-- start of Supplied data --

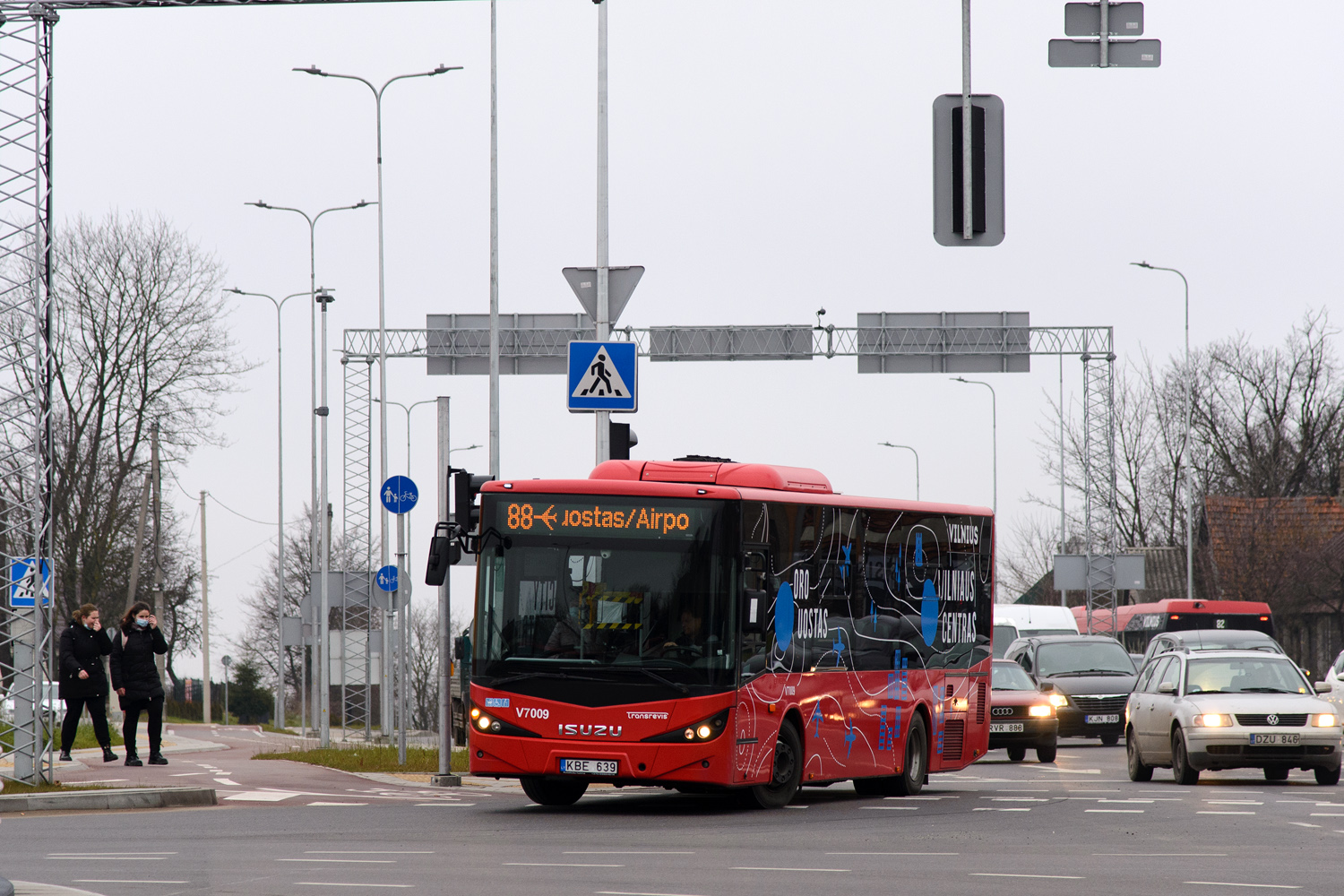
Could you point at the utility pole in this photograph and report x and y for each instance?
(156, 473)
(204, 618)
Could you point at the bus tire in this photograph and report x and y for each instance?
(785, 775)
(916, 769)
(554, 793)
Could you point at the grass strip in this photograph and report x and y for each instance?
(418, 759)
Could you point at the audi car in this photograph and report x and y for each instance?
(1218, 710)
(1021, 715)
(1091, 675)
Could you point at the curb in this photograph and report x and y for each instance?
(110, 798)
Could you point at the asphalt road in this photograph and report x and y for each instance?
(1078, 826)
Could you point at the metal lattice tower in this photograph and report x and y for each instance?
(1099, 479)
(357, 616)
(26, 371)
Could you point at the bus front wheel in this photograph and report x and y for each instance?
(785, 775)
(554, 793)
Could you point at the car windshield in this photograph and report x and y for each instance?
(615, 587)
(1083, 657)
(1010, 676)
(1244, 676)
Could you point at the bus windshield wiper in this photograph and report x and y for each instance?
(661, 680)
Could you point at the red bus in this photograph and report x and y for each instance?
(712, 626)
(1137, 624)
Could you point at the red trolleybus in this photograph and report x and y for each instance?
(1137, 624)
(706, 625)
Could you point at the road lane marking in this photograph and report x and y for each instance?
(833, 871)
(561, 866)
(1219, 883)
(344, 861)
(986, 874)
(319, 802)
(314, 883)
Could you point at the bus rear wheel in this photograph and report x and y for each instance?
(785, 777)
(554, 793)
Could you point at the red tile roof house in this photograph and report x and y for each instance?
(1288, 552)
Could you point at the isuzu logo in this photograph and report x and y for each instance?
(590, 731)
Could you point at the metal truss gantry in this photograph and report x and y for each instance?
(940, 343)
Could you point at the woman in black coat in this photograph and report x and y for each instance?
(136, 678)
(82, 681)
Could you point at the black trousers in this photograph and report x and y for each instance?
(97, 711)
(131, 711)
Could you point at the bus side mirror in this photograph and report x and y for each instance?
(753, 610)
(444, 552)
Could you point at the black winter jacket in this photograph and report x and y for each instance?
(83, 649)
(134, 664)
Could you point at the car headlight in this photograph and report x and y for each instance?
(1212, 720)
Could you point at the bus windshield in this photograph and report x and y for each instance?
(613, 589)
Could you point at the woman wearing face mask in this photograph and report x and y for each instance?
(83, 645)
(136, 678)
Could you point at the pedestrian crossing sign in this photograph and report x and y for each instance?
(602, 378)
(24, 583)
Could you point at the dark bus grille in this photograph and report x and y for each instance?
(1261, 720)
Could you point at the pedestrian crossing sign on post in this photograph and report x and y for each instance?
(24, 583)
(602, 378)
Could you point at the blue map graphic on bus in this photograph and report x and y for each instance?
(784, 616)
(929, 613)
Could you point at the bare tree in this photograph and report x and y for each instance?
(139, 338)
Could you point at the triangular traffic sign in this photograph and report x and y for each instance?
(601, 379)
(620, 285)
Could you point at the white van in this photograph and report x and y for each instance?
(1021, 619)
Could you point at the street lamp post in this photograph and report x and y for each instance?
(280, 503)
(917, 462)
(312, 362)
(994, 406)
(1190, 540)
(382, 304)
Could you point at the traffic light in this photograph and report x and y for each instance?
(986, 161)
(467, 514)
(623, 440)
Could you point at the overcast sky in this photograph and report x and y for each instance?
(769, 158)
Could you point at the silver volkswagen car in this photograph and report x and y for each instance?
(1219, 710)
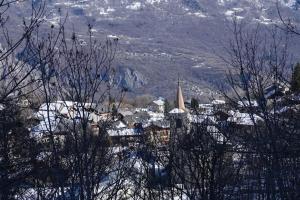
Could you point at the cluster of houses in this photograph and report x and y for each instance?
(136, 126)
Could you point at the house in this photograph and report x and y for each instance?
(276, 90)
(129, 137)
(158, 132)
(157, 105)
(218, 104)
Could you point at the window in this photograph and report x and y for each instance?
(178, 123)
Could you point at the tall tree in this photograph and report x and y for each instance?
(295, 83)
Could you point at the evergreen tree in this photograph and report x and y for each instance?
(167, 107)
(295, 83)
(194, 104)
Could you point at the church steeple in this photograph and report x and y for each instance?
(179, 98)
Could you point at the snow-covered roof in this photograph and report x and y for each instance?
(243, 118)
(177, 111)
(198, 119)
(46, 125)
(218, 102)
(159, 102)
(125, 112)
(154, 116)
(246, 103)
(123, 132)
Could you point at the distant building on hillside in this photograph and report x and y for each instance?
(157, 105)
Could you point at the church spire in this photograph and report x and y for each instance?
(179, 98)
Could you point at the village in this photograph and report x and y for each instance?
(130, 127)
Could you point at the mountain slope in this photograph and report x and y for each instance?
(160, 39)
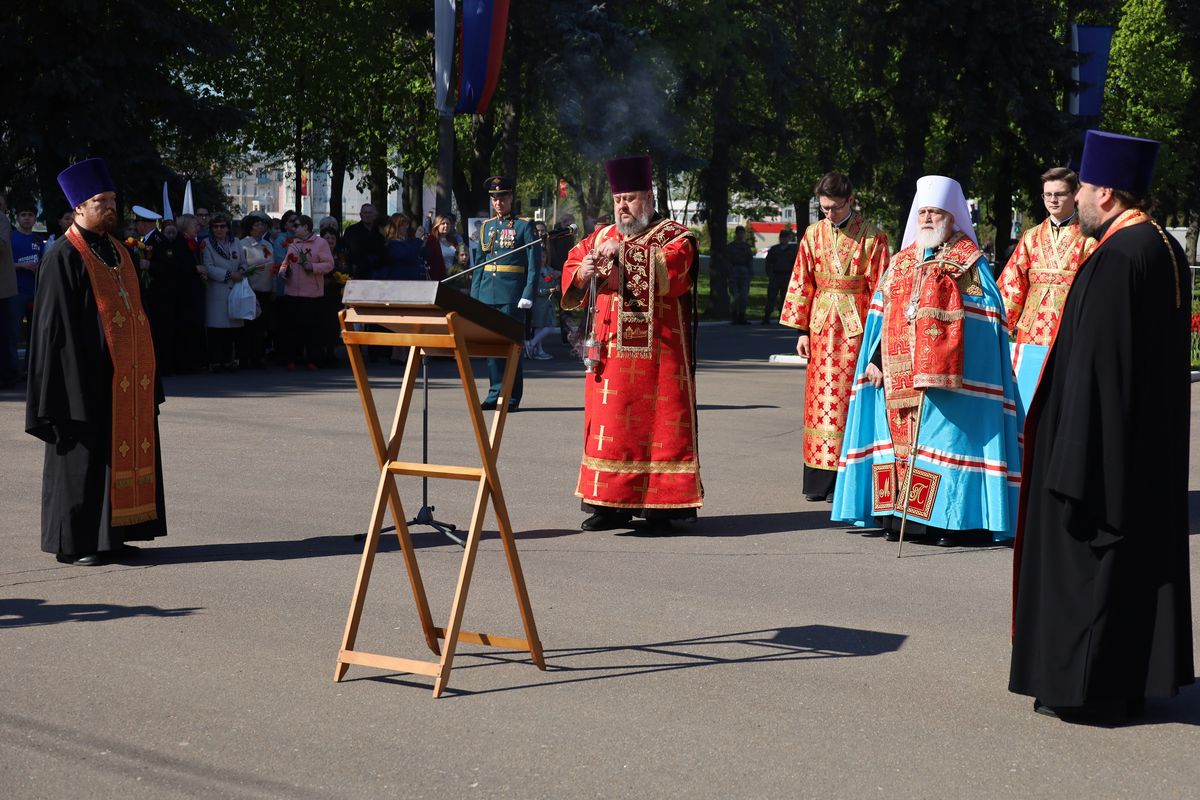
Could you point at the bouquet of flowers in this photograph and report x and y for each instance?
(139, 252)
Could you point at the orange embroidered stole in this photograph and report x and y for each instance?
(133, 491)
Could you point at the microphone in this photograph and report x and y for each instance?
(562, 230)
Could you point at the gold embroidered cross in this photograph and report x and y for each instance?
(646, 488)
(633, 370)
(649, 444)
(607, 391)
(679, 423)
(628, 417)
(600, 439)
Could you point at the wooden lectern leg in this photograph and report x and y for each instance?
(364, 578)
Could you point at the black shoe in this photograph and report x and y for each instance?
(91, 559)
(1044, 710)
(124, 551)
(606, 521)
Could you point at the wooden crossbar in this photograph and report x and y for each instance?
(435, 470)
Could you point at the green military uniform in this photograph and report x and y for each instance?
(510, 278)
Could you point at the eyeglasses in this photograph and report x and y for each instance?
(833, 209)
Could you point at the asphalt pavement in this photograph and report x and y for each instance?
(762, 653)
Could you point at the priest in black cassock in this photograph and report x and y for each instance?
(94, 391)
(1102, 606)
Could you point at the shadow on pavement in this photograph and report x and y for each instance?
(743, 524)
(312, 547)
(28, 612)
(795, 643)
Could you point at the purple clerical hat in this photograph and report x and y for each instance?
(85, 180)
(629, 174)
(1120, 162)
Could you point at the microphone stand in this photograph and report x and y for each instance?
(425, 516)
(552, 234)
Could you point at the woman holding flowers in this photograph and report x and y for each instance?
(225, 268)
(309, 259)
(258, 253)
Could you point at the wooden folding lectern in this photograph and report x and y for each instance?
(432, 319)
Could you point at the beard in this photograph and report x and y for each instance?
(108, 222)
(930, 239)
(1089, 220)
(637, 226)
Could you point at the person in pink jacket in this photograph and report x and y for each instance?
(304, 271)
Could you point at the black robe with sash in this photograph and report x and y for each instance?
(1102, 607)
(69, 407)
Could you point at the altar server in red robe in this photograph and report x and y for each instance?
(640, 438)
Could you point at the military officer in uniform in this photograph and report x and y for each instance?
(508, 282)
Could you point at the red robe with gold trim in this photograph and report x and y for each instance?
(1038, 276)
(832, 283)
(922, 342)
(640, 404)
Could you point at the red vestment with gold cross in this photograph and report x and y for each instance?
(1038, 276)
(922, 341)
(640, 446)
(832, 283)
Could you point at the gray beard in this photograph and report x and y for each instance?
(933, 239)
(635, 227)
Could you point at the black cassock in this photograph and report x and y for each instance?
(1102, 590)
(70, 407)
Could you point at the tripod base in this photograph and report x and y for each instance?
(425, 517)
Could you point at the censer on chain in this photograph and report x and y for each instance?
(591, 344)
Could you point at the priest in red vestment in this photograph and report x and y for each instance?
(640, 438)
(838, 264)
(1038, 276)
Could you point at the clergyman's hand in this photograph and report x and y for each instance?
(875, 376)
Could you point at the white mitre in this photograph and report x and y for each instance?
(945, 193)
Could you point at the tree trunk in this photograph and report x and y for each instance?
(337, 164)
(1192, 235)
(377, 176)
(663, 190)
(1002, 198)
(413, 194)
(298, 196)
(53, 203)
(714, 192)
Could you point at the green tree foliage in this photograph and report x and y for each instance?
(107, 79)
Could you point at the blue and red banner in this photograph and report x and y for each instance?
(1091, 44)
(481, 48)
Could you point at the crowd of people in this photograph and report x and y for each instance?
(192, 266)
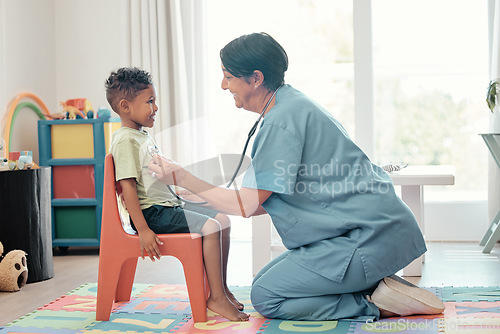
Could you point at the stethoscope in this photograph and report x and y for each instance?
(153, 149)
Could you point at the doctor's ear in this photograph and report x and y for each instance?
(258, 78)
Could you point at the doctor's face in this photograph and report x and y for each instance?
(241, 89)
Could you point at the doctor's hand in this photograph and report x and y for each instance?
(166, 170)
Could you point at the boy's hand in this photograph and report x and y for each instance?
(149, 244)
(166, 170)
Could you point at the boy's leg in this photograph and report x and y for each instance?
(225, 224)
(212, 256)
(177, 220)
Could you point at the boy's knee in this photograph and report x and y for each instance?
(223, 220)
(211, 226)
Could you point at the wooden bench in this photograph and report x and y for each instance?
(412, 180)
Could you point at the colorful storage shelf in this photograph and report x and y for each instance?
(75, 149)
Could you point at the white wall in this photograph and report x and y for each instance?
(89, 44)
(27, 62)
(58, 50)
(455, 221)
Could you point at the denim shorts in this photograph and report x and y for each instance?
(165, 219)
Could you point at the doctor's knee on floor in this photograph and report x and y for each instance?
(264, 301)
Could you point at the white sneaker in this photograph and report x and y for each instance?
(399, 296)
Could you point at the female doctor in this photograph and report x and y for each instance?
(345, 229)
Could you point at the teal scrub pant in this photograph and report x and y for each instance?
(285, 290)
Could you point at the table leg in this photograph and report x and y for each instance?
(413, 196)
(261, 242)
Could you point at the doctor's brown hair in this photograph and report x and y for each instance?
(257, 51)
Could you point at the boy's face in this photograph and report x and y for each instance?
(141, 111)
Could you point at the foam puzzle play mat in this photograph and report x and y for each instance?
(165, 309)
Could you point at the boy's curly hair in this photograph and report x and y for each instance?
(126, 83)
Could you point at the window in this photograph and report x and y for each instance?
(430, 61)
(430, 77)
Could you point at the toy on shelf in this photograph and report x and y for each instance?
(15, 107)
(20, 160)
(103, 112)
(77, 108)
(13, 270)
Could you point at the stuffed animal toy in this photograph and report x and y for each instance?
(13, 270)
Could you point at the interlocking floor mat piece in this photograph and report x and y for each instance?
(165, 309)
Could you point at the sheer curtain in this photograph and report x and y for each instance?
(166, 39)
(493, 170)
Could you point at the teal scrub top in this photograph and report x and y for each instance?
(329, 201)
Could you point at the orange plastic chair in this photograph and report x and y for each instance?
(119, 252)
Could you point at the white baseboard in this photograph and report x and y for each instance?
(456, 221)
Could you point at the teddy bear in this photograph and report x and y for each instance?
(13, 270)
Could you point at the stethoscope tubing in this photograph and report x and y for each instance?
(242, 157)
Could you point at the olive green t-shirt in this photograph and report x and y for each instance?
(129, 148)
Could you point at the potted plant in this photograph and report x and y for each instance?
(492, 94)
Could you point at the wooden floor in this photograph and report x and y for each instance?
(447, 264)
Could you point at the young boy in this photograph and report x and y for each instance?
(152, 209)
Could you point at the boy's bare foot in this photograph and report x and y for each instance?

-- end of Supplied data --

Reproduce verbatim the stretch of entries from the line containing "Could you point at the stuffed" through the end of the entries.

• **Task solution**:
Could you point at the stuffed animal toy in this photograph and report x and y for each instance?
(13, 270)
Could you point at the interlocking floor mat piece in this photograph and report x and y for each instance?
(165, 309)
Could you point at the sheer curtain in this photograph and report x and y for each instance?
(166, 39)
(493, 170)
Could you point at the teal scrub top in this photograph and report x and y for each instance?
(329, 201)
Could you point at the orange plastic chair in this photograph and report x and y for each instance?
(119, 252)
Could you point at the white baseboard in this photograph and report x and y for each instance?
(456, 221)
Could you point at the teddy bear in this photograph and report x and y for each instance?
(13, 270)
Could you point at the stethoscope tubing in this photograph and report x and y for each instance?
(242, 157)
Could you point at the olive green t-shirt in this photograph and report x and y for each instance?
(129, 148)
Could you point at the potted plant in this photograph and report x and y for each instance?
(492, 94)
Could you point at the wooden floor in this photograph and report x and y for each instance?
(447, 264)
Could you point at the young boy in this photograph and report x and y for each instance?
(152, 209)
Could you point at the boy's bare foot in this photograph and report x and y for each instance?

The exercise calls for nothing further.